## [DIRECTION 1]
Rewrite the forum thread, everything from "## MadEventer (10" down to "of hacking though.", with "scruffy" replaced by "untidy".

## [ARTICLE]
----------------------------------------

# Looking for DIY around Epsom



## Kate22 (3 November 2016)

Does anyone have any tips of where's good and where to avoid? thanks


----------



## mariew (29 November 2016)

There are quite a few yards around that area.  I am more familiar with Banstead if that's any good. Well as of about 4 years ago.


----------



## MadEventer (10 January 2017)

Horton farm is decent, I have a friend there who is happy. Yard is a bit scruffy but great turnout and people seem very nice and easy going. Not loads of hacking though.

I've been at Gasstons (on the headley border) which does assisted DIY. Yard is nice which amazing facilities and hacking, plus all the liveries are lovely so there is a great atmosphere. They are fairly controlling in how it is run though and the turnout is not great, it is restricted in the winter and if you don't look after your field they will ban turnout all together for weeks or months. Good place to go if your horse isn't fussed about staying in more over winter!

I know that there is a small DIY yard at the Durdans but don't know an awful lot about it. Theres also hurstfields in Walton on the hill but haven't heard the best things about it so possibly one to avoid! I'd also avoid Murray's Court and Garden Farm stables (both in kingswood), not run by the best people. 

Hope that helps! Most of the yards in Epsom are part and full livery unfortunately.


----------



## ponypatters (17 January 2017)

Durdans is good if you are still looking


----------

----------------------------------------

Point annotation records
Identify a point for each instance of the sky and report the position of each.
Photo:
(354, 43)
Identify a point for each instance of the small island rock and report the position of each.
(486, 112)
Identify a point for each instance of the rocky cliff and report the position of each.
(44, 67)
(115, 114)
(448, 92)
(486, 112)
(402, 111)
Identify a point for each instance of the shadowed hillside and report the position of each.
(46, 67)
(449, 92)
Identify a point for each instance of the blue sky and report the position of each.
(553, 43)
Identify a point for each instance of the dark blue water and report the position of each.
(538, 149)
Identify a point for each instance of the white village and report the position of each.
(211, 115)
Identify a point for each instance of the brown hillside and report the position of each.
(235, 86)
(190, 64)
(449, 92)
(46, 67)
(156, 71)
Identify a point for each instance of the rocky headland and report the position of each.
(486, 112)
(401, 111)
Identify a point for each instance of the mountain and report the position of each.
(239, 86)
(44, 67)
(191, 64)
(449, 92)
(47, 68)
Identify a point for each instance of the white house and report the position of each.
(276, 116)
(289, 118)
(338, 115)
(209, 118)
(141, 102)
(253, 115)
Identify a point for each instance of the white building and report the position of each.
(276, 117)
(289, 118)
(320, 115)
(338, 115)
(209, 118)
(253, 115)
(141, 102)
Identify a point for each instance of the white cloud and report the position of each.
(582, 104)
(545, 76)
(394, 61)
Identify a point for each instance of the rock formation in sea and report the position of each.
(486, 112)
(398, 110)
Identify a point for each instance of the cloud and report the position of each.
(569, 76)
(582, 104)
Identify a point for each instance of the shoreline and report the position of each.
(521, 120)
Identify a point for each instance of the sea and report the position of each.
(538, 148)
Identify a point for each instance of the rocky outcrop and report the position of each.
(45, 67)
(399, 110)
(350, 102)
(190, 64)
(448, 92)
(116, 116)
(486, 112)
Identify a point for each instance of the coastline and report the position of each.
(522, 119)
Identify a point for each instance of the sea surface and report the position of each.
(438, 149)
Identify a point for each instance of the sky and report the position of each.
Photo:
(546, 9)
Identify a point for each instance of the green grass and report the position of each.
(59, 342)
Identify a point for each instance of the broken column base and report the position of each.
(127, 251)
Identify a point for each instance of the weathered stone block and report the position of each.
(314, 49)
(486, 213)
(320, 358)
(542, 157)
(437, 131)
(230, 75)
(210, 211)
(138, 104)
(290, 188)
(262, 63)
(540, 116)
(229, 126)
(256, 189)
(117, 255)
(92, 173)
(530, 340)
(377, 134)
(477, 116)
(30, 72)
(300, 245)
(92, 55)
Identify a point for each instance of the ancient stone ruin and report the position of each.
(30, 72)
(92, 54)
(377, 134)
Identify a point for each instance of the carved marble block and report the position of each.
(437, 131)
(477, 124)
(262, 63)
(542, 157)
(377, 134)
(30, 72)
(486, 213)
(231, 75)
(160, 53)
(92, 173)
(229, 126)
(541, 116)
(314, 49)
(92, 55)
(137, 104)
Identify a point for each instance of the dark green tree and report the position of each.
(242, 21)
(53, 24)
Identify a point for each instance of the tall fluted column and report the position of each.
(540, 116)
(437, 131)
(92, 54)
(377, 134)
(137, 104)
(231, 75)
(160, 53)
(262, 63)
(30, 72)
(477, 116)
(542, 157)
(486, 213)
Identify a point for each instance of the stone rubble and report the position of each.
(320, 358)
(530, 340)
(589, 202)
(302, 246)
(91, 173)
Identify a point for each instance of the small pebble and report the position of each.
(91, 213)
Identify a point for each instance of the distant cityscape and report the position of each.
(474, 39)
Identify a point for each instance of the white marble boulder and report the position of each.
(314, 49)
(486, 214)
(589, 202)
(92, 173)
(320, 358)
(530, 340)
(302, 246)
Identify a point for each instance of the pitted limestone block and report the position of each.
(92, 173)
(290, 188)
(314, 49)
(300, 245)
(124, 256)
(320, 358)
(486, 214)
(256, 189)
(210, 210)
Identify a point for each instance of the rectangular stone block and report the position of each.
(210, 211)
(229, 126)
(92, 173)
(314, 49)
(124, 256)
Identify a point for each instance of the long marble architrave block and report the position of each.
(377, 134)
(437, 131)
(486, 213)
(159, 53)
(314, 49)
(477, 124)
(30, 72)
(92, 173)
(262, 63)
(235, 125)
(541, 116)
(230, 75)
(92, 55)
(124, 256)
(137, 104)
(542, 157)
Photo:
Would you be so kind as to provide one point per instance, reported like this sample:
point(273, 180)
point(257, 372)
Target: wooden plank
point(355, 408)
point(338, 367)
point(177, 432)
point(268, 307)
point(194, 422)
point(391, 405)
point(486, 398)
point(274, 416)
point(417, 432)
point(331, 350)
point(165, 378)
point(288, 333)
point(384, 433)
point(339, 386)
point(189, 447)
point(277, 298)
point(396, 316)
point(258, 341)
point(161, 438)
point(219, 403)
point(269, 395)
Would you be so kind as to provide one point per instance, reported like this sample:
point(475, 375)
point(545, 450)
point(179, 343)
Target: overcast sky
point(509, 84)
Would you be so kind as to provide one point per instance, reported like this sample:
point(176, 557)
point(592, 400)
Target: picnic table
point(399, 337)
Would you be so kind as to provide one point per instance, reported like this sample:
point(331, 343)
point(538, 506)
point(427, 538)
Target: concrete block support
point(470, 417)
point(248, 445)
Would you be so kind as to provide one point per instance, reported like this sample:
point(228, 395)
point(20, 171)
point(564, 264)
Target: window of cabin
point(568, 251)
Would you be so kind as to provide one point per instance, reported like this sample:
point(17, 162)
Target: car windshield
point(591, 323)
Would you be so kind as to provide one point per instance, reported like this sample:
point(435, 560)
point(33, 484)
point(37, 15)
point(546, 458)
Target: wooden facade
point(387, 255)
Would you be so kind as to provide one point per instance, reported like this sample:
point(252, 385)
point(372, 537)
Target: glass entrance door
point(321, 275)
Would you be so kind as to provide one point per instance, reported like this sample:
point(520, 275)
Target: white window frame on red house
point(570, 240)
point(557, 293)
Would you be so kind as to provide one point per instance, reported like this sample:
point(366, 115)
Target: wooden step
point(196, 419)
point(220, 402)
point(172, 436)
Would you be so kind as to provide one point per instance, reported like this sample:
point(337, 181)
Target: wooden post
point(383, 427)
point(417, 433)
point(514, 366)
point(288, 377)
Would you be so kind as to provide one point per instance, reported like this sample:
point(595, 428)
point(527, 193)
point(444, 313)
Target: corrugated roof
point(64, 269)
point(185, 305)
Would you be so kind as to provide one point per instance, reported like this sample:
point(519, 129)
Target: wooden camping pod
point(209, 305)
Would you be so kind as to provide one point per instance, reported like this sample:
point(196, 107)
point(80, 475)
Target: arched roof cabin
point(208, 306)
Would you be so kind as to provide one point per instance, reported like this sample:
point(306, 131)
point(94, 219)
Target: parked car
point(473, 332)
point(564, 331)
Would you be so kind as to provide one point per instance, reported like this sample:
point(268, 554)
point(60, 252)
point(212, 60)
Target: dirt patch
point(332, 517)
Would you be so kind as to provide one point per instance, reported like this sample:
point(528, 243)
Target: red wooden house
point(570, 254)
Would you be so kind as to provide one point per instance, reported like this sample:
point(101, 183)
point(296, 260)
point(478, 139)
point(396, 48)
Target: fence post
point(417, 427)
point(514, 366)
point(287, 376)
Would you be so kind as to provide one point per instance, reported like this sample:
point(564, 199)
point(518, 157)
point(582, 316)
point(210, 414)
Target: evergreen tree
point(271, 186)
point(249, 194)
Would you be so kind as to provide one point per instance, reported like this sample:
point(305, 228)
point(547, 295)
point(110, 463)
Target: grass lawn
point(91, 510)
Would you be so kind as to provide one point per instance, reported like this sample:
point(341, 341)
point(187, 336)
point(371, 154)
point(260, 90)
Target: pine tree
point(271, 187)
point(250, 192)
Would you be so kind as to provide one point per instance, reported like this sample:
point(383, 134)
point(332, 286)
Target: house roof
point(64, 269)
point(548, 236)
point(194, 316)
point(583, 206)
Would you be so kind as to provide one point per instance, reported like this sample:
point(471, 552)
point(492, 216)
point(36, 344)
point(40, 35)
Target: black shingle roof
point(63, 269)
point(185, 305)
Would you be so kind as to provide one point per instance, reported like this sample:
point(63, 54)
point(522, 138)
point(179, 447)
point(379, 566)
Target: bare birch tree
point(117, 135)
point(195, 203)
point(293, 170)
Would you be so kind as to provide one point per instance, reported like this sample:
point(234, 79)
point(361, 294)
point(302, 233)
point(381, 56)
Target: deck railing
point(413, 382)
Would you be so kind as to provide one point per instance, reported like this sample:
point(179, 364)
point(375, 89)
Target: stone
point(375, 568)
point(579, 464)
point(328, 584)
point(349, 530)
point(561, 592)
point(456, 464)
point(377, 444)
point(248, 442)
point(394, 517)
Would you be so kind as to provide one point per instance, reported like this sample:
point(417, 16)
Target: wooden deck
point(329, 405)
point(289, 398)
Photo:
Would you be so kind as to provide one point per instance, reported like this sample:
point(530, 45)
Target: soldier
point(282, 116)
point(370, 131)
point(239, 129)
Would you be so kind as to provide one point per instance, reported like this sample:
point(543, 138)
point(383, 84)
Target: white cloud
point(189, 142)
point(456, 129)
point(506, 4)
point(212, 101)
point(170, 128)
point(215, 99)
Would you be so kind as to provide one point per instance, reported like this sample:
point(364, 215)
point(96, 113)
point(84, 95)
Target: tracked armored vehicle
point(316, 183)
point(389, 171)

----------------------------------------

## [DIRECTION 2]
Identify each line in the listing that contains the word "column", and copy every one of those lines.

## [ANSWER 1]
## MadEventer (10 January 2017)

Horton farm is decent, I have a friend there who is happy. Yard is a bit untidy but great turnout and people seem very nice and easy going. Not loads of hacking though.

## [ANSWER 2]
Identify a point for each instance of the broken column base and report the position of each.
Identify a point for each instance of the tall fluted column and report the position of each.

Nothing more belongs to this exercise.